Computational Linguistics

Coordinated by: Institute of Formal and Applied Linguistics
Study branch coordinator: Doc. RNDr. Markéta Lopatková, Ph.D.

Specializations:

 Computational and formal linguistics
 Statistical methods and machine learning in computational linguistics

The aim of the study branch Computational Linguistics is to get the students ready for research in the area of natural language processing and development of applications dealing with both written and spoken language. Examples of such applications are systems of information retrieval, machine translation, grammar checking, text summarization and information extraction, automatic speech recognition, voice control, spoken dialogue systems, and speech synthesis. The emphasis is put on deep understanding of formal foundations and their practical applicability. The study branch Computational Linguistics can be studied in two specializations: (i) computational and formal linguistics, and (ii) statistical methods and machine learning in computational linguistics.

• _DATA SHOWN_
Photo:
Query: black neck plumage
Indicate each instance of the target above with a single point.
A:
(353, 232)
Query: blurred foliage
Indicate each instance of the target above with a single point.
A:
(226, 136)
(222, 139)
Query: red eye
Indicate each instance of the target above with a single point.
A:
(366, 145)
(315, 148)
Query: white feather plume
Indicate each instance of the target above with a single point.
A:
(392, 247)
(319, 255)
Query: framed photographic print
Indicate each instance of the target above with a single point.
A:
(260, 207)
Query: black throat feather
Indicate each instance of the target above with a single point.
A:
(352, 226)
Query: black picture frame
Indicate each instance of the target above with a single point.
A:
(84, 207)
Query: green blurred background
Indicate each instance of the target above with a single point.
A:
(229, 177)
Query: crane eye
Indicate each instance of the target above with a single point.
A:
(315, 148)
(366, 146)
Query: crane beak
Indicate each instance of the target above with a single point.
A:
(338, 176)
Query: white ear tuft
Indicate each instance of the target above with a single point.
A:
--
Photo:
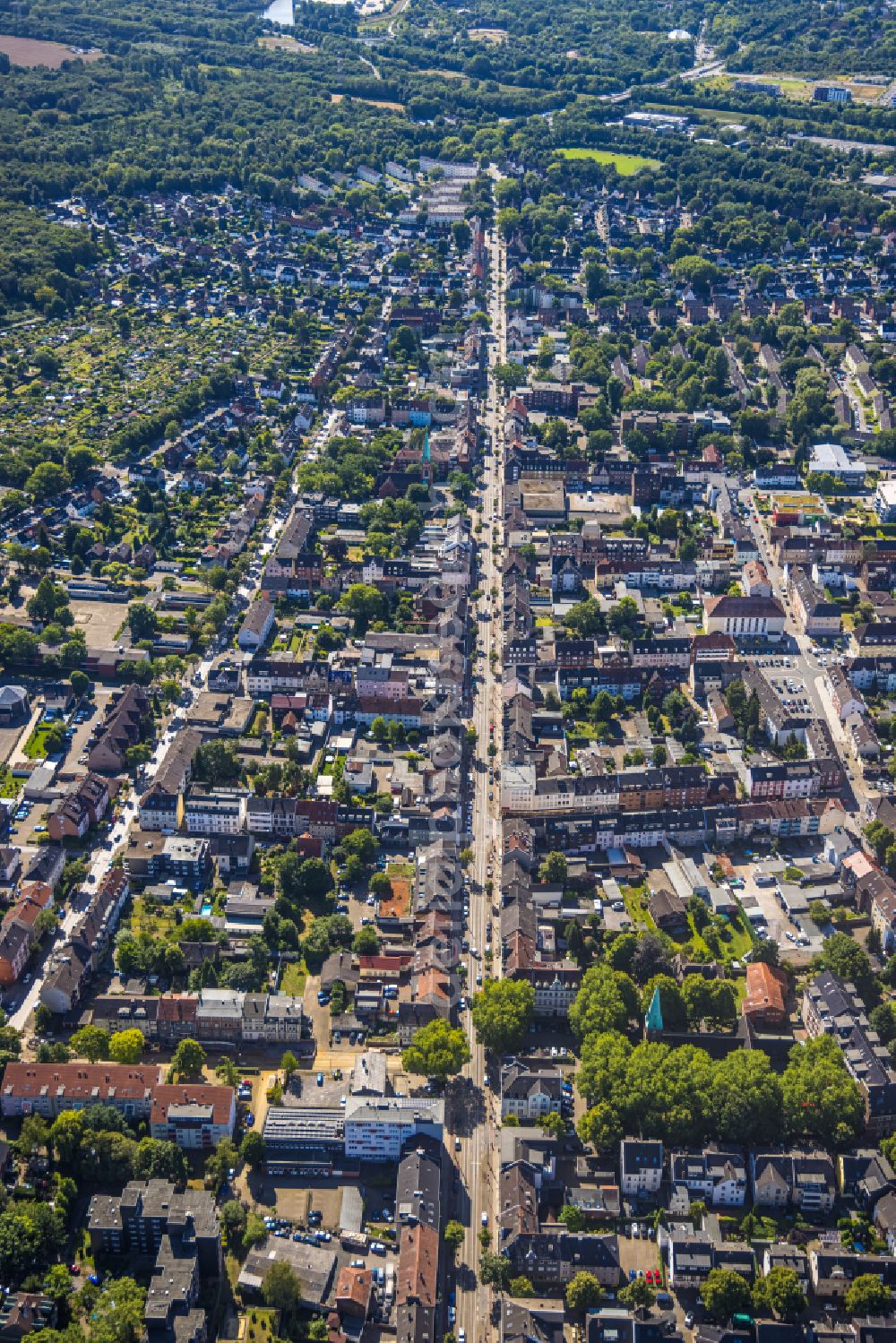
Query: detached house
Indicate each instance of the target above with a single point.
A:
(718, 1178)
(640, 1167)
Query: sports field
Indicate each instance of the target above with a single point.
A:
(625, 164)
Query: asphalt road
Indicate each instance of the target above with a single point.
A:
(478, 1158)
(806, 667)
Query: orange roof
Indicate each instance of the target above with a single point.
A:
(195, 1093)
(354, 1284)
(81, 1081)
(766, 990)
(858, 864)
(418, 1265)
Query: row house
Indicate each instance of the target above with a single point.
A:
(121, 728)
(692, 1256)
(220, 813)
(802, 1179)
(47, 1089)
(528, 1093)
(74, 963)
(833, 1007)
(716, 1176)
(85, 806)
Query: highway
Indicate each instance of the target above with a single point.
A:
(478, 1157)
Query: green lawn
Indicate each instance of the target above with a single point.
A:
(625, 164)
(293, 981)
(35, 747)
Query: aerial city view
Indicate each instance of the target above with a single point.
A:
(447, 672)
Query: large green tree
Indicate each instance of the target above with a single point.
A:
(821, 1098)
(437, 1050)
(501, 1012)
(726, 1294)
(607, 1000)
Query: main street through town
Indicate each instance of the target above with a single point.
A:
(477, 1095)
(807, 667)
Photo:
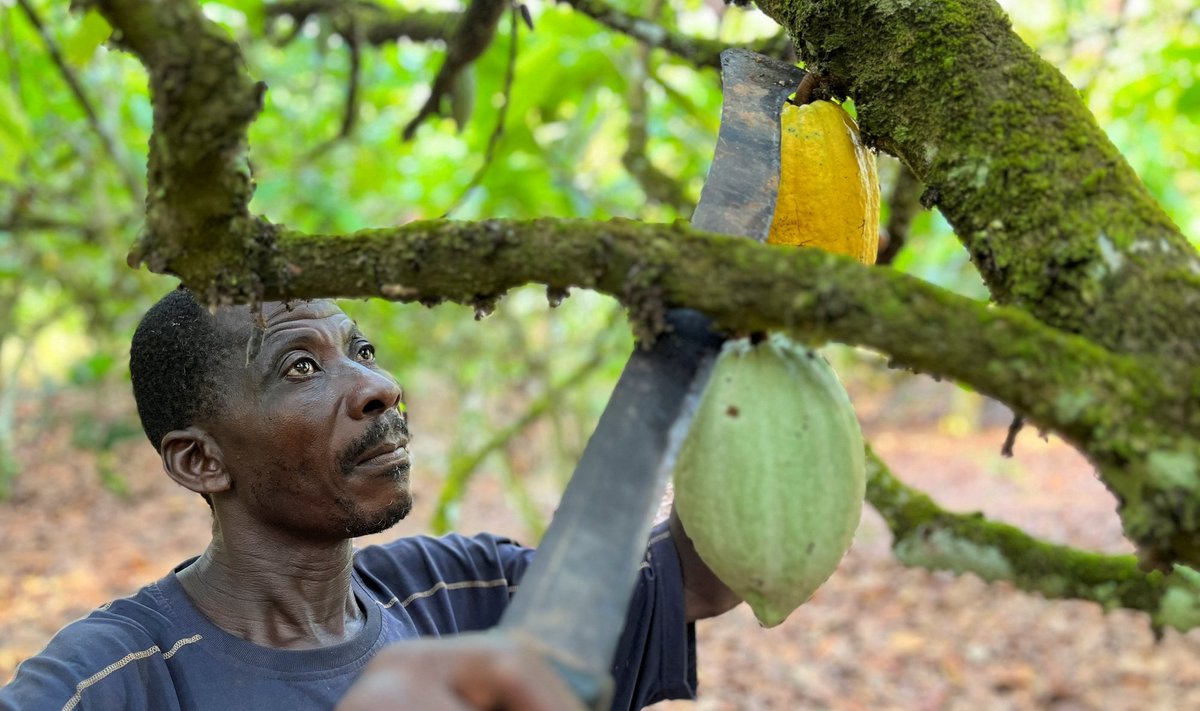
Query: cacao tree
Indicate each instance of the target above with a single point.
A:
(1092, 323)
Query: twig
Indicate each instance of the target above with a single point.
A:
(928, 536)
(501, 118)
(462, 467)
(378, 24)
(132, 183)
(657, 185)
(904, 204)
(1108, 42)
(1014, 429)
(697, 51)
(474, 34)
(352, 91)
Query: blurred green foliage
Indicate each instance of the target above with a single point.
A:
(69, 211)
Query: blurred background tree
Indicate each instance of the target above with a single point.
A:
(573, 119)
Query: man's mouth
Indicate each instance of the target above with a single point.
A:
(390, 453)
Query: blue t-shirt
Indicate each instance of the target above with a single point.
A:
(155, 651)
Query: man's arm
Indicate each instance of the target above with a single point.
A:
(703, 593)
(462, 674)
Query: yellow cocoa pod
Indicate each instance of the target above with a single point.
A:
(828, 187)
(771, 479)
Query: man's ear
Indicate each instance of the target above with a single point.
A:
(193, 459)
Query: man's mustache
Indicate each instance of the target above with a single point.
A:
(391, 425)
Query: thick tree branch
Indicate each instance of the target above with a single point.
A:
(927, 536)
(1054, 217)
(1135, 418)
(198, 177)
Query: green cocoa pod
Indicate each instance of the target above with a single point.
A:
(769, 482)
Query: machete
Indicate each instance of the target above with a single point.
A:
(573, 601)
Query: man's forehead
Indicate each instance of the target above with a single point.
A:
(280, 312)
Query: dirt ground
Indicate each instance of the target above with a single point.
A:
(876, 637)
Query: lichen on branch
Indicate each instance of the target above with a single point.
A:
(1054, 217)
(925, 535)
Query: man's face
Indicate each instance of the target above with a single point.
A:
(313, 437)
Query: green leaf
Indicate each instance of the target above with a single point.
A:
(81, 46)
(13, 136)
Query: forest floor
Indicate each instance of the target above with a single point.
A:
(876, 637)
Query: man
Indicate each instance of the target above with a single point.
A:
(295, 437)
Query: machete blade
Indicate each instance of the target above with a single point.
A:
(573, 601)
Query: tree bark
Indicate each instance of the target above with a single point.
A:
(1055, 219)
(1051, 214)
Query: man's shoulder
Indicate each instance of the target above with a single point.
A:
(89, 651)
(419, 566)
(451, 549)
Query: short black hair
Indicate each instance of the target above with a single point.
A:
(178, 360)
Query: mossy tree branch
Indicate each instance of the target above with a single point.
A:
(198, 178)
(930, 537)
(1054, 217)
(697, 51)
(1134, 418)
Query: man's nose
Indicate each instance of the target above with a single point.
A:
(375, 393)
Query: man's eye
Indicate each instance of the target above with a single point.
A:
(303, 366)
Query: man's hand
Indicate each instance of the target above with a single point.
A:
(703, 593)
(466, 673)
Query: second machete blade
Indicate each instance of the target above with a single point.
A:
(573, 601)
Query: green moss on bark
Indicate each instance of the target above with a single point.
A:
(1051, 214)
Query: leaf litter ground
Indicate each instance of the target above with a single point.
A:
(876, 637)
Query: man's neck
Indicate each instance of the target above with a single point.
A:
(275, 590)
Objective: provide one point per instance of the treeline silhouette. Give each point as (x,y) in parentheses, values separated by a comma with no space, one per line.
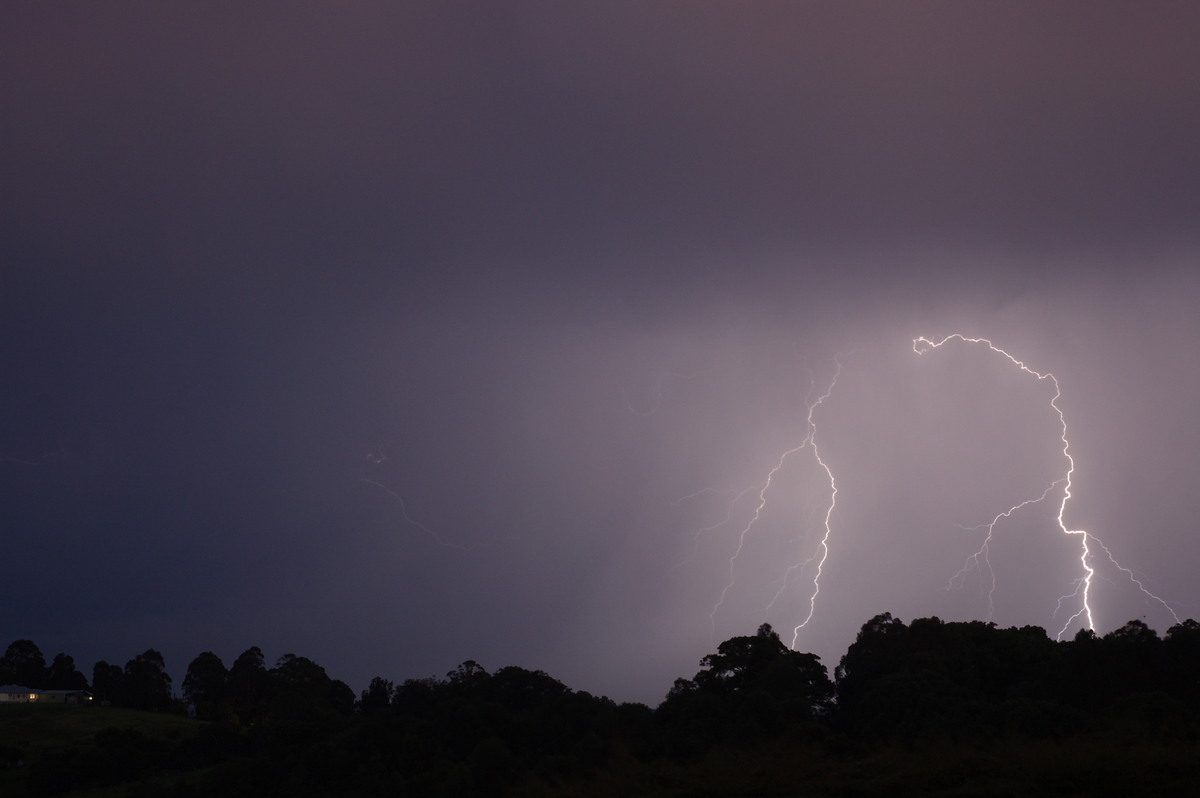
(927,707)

• _INSTRUCTION 1_
Set down everything in the Computational Linguistics description from "The aim of the" down to "in computational linguistics.".
• _INSTRUCTION 2_
Summarize the Computational Linguistics description in two sentences.

• _EXERCISE RESULT 1_
The aim of the study branch Computational Linguistics is to get the students ready for research in the area of natural language processing and development of applications dealing with both written and spoken language. Examples of such applications are systems of information retrieval, machine translation, grammar checking, text summarization and information extraction, automatic speech recognition, voice control, spoken dialogue systems, and speech synthesis. The emphasis is put on deep understanding of formal foundations and their practical applicability. The study branch Computational Linguistics can be studied in two specializations: (i) computational and formal linguistics, and (ii) statistical methods and machine learning in computational linguistics.

• _EXERCISE RESULT 2_
The Computational Linguistics study branch, coordinated by the Institute of Formal and Applied Linguistics, aims to prepare students for research in natural language processing and for developing applications that deal with both written and spoken language, with emphasis on deep understanding of formal foundations and their practical applicability. It can be studied in two specializations: computational and formal linguistics, and statistical methods and machine learning in computational linguistics.